» **Data under study**:
=== Begin Enclosure ===

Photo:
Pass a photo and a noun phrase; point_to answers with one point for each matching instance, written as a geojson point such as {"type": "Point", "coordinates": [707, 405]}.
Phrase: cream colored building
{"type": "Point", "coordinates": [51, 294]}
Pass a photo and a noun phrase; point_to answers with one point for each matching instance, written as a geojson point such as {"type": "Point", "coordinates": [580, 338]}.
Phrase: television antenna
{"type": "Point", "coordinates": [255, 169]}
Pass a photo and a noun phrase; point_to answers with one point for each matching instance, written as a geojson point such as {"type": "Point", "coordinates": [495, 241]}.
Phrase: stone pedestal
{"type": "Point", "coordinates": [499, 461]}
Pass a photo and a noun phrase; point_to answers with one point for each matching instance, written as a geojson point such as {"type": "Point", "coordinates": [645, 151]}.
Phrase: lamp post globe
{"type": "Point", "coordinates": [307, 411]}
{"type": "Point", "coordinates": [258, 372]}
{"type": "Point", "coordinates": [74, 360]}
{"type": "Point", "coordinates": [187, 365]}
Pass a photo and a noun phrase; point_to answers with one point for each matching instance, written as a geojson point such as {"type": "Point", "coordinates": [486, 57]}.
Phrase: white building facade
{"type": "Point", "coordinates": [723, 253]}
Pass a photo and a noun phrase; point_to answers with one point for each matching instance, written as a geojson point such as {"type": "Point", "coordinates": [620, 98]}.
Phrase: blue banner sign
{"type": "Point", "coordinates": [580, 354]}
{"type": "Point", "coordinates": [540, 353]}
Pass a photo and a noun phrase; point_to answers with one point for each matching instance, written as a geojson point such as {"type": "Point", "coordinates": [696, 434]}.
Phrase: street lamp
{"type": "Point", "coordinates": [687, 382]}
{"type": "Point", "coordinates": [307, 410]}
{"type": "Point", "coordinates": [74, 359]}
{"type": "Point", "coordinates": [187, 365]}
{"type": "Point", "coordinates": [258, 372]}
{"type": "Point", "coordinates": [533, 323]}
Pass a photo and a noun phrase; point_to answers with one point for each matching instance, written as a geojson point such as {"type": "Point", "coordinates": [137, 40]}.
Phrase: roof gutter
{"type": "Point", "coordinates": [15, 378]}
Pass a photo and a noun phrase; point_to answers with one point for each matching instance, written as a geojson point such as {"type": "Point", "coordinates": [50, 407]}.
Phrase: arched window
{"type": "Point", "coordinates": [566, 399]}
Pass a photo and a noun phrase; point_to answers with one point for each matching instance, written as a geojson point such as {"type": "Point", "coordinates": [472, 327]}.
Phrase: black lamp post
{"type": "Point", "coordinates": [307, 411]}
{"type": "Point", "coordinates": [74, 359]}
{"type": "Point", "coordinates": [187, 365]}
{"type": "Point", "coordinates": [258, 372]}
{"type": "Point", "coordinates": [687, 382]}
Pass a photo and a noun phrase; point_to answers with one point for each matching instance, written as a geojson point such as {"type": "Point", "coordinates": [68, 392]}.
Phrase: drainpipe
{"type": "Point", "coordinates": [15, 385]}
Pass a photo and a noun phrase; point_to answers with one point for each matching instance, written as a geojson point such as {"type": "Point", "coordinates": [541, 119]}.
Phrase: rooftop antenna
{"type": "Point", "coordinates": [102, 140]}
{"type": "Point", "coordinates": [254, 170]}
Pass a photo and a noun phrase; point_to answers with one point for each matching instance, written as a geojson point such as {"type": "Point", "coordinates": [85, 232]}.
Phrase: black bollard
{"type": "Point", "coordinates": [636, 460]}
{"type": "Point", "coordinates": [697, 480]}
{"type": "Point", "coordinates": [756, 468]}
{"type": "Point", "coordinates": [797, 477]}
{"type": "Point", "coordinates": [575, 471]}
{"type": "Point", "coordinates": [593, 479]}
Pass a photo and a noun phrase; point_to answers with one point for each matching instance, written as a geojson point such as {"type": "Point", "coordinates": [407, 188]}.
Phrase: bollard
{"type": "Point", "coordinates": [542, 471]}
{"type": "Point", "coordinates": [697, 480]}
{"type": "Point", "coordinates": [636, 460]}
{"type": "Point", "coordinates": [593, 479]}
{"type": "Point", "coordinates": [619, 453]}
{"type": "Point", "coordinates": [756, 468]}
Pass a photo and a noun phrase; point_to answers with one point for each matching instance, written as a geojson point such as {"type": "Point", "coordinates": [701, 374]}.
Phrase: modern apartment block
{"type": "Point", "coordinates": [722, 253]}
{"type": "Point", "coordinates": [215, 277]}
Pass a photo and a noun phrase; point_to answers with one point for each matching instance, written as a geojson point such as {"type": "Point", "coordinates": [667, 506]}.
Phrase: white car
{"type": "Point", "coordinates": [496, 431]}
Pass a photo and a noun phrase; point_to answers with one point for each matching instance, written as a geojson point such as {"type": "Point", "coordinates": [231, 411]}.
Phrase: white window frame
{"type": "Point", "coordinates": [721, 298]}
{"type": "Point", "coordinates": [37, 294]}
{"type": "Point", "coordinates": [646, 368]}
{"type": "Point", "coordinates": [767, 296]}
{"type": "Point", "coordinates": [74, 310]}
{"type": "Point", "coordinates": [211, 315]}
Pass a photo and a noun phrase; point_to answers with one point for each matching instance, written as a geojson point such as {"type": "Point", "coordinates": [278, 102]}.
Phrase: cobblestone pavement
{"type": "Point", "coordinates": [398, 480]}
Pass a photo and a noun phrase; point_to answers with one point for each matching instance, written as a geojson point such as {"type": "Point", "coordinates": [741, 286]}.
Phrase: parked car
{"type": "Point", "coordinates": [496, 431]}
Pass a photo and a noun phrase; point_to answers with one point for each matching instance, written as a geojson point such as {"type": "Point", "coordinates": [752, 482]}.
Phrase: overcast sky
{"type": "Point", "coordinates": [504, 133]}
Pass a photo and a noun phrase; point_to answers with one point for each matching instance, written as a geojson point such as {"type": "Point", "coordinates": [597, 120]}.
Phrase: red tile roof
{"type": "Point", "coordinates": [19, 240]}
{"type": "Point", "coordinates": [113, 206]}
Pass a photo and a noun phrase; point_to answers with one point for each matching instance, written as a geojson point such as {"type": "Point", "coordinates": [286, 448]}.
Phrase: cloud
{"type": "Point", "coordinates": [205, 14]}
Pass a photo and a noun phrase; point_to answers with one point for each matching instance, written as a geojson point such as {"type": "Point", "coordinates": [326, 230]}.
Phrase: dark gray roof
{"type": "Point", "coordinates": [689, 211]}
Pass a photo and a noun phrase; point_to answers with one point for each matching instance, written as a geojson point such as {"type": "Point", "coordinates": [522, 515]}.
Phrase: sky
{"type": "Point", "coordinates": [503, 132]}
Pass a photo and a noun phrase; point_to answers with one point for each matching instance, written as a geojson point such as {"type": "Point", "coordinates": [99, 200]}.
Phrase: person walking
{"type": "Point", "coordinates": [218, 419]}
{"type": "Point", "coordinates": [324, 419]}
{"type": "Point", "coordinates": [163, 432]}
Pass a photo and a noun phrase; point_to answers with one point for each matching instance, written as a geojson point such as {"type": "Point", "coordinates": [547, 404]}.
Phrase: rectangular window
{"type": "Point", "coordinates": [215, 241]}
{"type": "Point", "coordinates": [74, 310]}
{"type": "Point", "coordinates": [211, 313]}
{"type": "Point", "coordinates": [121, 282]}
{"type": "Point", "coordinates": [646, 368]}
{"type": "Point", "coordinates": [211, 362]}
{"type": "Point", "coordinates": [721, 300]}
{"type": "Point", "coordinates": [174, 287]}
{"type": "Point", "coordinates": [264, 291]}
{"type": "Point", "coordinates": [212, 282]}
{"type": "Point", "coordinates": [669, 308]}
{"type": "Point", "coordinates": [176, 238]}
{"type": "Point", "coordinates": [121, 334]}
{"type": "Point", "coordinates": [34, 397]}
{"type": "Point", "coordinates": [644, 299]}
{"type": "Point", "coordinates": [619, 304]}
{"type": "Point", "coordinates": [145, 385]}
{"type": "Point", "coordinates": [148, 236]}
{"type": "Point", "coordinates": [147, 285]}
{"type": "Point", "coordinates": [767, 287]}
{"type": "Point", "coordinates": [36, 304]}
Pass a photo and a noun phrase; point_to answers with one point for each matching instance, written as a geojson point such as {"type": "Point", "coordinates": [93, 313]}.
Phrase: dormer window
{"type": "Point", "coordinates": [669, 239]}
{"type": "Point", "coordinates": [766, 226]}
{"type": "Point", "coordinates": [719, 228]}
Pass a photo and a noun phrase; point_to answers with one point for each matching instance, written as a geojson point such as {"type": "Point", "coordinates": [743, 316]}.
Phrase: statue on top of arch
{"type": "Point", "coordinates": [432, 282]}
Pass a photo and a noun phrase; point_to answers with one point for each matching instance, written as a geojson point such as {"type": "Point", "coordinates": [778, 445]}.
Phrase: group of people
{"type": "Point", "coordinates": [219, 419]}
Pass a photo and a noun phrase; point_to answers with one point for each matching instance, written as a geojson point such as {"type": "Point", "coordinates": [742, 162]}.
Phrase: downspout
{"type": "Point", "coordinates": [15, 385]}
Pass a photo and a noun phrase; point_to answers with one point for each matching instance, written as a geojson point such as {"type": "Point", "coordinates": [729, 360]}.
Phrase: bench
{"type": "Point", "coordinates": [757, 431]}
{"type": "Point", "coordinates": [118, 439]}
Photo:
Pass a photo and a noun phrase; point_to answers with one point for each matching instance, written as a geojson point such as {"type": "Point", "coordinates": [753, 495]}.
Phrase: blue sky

=== End Enclosure ===

» **Assignment**:
Set down exactly, and only, the lines from the one containing "Phrase: bench" through the final line of the entries above.

» **Result of this exercise**:
Phrase: bench
{"type": "Point", "coordinates": [757, 431]}
{"type": "Point", "coordinates": [118, 439]}
Photo:
Pass a photo and a noun phrase; point_to answers with one point for each matching instance, written as a geojson point such as {"type": "Point", "coordinates": [753, 495]}.
Phrase: blue sky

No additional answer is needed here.